▶ Prompt 1:
Answer these questions about the index investing article.
(a) What share of actively managed public funds did worse than indexes like the S&P 500 last year?
(b) What does the BVP Cloud Index track?
(c) Which company is named for payroll data?
▶ Prompt 2: Translate this sentence from the index investing article into Spanish: "If you're building an index of something you don't have to pick winners."
▶ Prompt 3: From the index investing article, reproduce the passage from "Companies like Stripe, Coinbase, or" to "infrastructure they provide." word for word.

** Opening Text excerpt block **

Sum of the Parts
Every active investor across public or private companies is not only trying to make money. They're trying to beat the cheapest alternative. The bar for success is being able to say someone's money invested with you will perform better than if they just put it in a passive fund. Any Buffett disciple has seen his dramatic outperformance chart.
These passive "alternatives" are typically index funds like the Invesco QQQ that tracks the performance of the largest non-financial companies in the Nasdaq-100 Index. If you're looking to put money somewhere you can either pay 0.2% to invest in QQQ or pay 2% a year and 20%+ of the upside to a venture fund. Funds have to justify their fees.
But that isn't always very easy. Last year 80% of actively managed public funds performed worse than indexes like the S&P 500. There is some argument about returns from VC funds when adjusting for fees and a crazy bull market the last 10+ years, but even still more than 50% of venture funds underperform market indexes as well.
Why are indexes such an effective strategy and so difficult to beat? One key reason is because they're built to ride on one big wave rather than several highly-opinionated waves. An index is representative of an entire market or category. If you're building an index of something you don't have to pick winners. You just have to pick trends. As an example, the BVP Cloud Index tracks emerging cloud companies. As you can see from the performance that’s a pretty compelling trend with a great group of companies.
There are a lot of people who don't like indexing and see it as a negative force in public markets. For all active investors who are trying to have strongly held opinions and make conviction bets they don't like the idea of someone just riding the overall market. Aswath Damodaran, an NYU Professor of Finance perfectly summed up why some people don't like indexes:
“Well, let’s start out by noting that many of these people who critique indexing have a very selfish reason for doing so – it’s taking away their living. And that’s for a very good reason, which is they’ve not been very good at what they do for a living and indexing has exposed that.”
Investors charge significant fees off of the assumption they're very good at picking winners. Indexing as a strategy is a way of saying "Trend XYZ is a big thing" without having to say "I know exactly who is going to win in Trend XYZ."
Making Index Bets
One of the key aspects of indexing is that it's less opinionated; this idea of picking trends without having to pick winners. A lot of people have pointed to Tiger as building an index of private software companies, effectively saying "You are still thinking too small. We are earlier than you realize, and winners will be orders of magnitude larger than we currently believe." Regardless of whether or not you agree with them, that's their strategy (even if their own conviction in it wavers here and there). But it's definitively less opinionated than most VCs who are convinced their bets are the only logical winners.
Beyond just building a basket of companies to represent a trend there is also the opportunity to invest in specific companies that represent an index in and of themselves. I've written before about Elad Gil's article on "index bets" when it comes to investing in companies.
"One lens through which to view companies is to ask "what companies are an index of their underlying market"? Index companies often take a cut of every transaction in their space, or are a piece of infrastructure everyone in the market needs. These companies may be ways to participate in the market broadly without having to worry about who wins in it."
Companies like Stripe, Coinbase, or Nvidia have become ways to bet on digital payments, crypto, and AI without having to know who the right winner is. When you think about necessary infrastructure you have companies like Twilio for communications, Plaid for banking data, Check for payroll data, or Cohere for NLP. These companies will be successful as long as there is increasing demand for the underlying data infrastructure they provide.

** Closing Text excerpt block **
** Opening Information block **

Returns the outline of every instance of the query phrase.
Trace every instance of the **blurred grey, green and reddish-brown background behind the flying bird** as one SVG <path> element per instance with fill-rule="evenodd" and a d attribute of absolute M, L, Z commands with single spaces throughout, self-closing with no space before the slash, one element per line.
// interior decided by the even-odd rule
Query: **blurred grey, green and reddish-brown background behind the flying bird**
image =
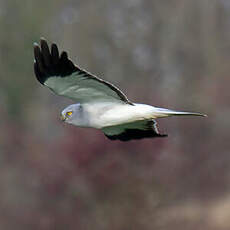
<path fill-rule="evenodd" d="M 1 0 L 0 31 L 0 229 L 230 229 L 229 0 Z M 127 143 L 64 124 L 40 37 L 131 101 L 208 117 Z"/>

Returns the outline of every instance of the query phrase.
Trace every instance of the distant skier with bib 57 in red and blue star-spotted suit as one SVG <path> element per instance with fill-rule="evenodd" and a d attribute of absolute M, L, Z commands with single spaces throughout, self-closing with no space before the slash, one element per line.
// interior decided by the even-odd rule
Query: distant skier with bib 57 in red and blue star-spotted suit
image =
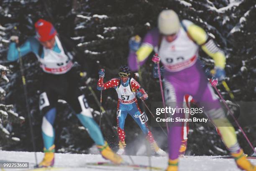
<path fill-rule="evenodd" d="M 136 123 L 140 126 L 143 133 L 146 135 L 146 139 L 151 144 L 151 148 L 159 155 L 165 156 L 166 153 L 158 147 L 156 141 L 148 126 L 146 124 L 148 118 L 145 112 L 141 112 L 136 95 L 142 100 L 148 98 L 148 94 L 145 90 L 136 82 L 135 79 L 130 77 L 131 71 L 127 65 L 123 65 L 119 69 L 118 75 L 120 77 L 110 79 L 108 82 L 103 83 L 103 78 L 105 75 L 105 70 L 101 69 L 99 71 L 99 81 L 97 84 L 98 90 L 105 90 L 109 88 L 114 88 L 118 93 L 118 107 L 117 107 L 117 121 L 118 121 L 118 138 L 119 138 L 119 150 L 118 154 L 122 155 L 125 153 L 125 131 L 124 124 L 127 114 L 131 115 Z"/>

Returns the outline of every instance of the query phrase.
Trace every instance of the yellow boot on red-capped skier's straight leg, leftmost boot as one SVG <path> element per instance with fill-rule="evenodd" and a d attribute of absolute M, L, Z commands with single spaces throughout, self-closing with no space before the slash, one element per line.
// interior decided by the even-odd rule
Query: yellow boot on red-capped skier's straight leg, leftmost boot
<path fill-rule="evenodd" d="M 55 145 L 52 145 L 48 150 L 44 148 L 44 159 L 38 164 L 38 167 L 52 167 L 54 165 Z"/>

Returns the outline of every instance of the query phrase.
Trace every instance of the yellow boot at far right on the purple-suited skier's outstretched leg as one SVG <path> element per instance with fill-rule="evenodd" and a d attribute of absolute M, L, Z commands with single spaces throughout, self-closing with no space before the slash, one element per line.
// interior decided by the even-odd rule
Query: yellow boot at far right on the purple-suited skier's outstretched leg
<path fill-rule="evenodd" d="M 231 153 L 231 155 L 235 158 L 236 165 L 241 170 L 256 171 L 256 166 L 254 166 L 250 161 L 247 160 L 242 149 L 239 150 L 237 153 Z"/>

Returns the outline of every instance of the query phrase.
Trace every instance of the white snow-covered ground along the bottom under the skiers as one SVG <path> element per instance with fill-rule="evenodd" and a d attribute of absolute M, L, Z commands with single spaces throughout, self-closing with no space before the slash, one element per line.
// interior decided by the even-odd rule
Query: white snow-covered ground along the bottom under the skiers
<path fill-rule="evenodd" d="M 43 153 L 37 153 L 38 160 L 41 160 Z M 148 165 L 147 156 L 131 156 L 135 164 Z M 216 156 L 187 156 L 180 158 L 179 171 L 240 171 L 235 165 L 233 159 L 213 158 Z M 129 160 L 128 156 L 123 156 L 125 161 Z M 166 168 L 167 157 L 151 157 L 152 166 Z M 35 164 L 34 153 L 16 152 L 16 151 L 0 151 L 0 162 L 29 162 L 32 168 Z M 59 171 L 133 171 L 133 168 L 116 167 L 116 166 L 90 166 L 86 163 L 106 161 L 100 155 L 95 154 L 63 154 L 56 153 L 55 166 L 60 167 Z M 256 164 L 256 160 L 251 160 Z M 1 170 L 1 168 L 0 168 Z M 2 169 L 1 171 L 22 171 L 26 169 Z M 141 169 L 141 171 L 146 169 Z"/>

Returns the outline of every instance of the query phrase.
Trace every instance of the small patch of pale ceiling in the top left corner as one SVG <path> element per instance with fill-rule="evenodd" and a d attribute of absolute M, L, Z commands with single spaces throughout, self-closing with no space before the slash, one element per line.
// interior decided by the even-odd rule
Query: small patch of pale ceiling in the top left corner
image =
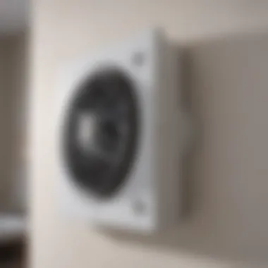
<path fill-rule="evenodd" d="M 27 22 L 28 0 L 0 0 L 0 34 L 20 32 Z"/>

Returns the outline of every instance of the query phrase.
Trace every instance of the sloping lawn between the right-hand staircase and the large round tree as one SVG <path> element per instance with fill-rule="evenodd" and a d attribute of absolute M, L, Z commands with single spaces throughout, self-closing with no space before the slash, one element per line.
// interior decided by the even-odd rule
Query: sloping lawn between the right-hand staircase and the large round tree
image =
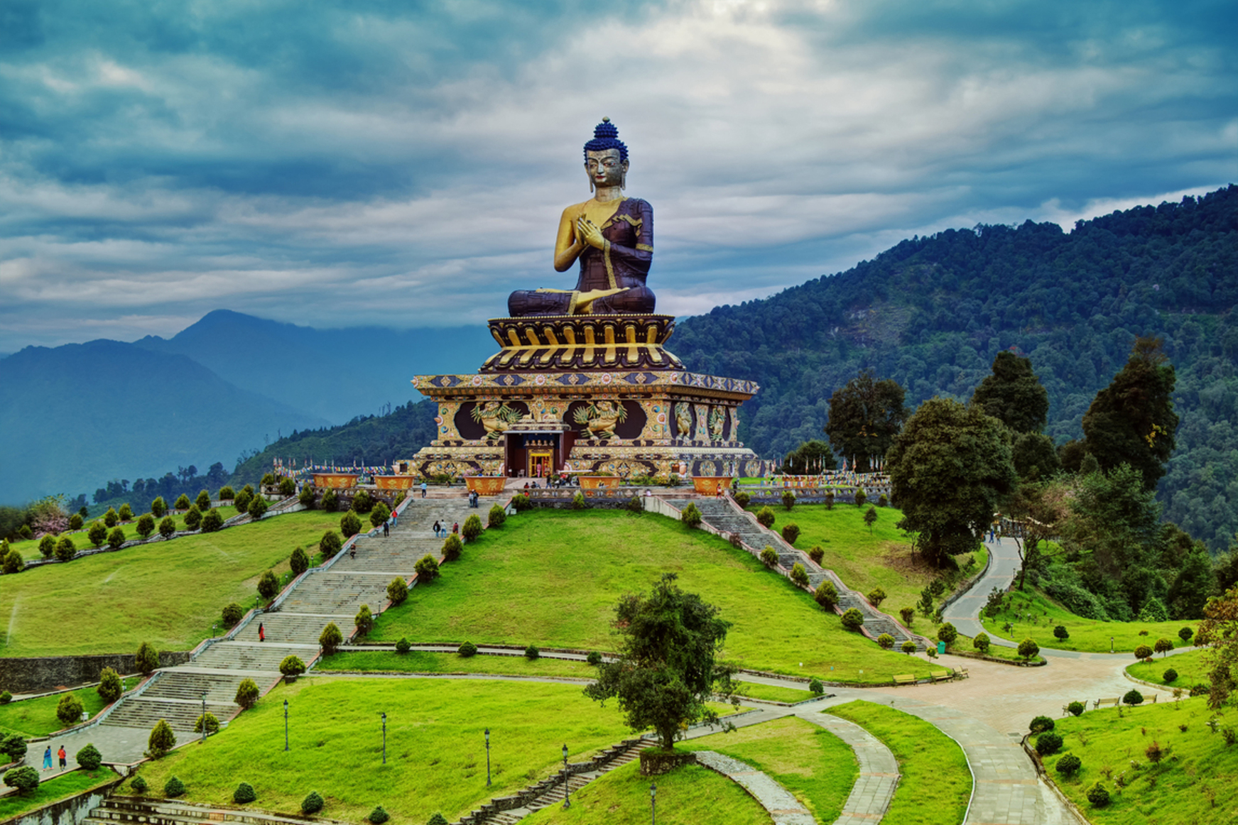
<path fill-rule="evenodd" d="M 748 510 L 756 512 L 760 507 L 749 506 Z M 781 506 L 770 510 L 776 517 L 771 529 L 781 532 L 787 523 L 797 524 L 800 538 L 795 547 L 807 552 L 820 544 L 826 552 L 821 566 L 837 573 L 848 588 L 863 594 L 881 588 L 885 591 L 881 610 L 891 616 L 896 617 L 900 607 L 914 606 L 920 600 L 920 591 L 938 575 L 937 570 L 922 564 L 920 557 L 911 555 L 911 543 L 894 526 L 903 512 L 894 507 L 877 507 L 872 533 L 864 523 L 867 505 L 863 510 L 844 502 L 836 503 L 833 510 L 825 505 L 796 505 L 790 512 Z M 978 566 L 972 570 L 984 569 L 988 549 L 982 545 L 973 555 Z M 966 565 L 967 557 L 959 557 L 958 563 Z M 961 576 L 956 574 L 954 578 Z M 953 580 L 943 595 L 952 588 Z"/>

** Closing Information block **

▶ Answer space 1:
(a) 80%
(b) Emerging cloud companies
(c) Check

▶ Answer space 2: Si estás construyendo un índice de algo, no tienes que elegir ganadores.

▶ Answer space 3:
Companies like Stripe, Coinbase, or Nvidia have become ways to bet on digital payments, crypto, and AI without having to know who the right winner is. When you think about necessary infrastructure you have companies like Twilio for communications, Plaid for banking data, Check for payroll data, or Cohere for NLP. These companies will be successful as long as there is increasing demand for the underlying data infrastructure they provide.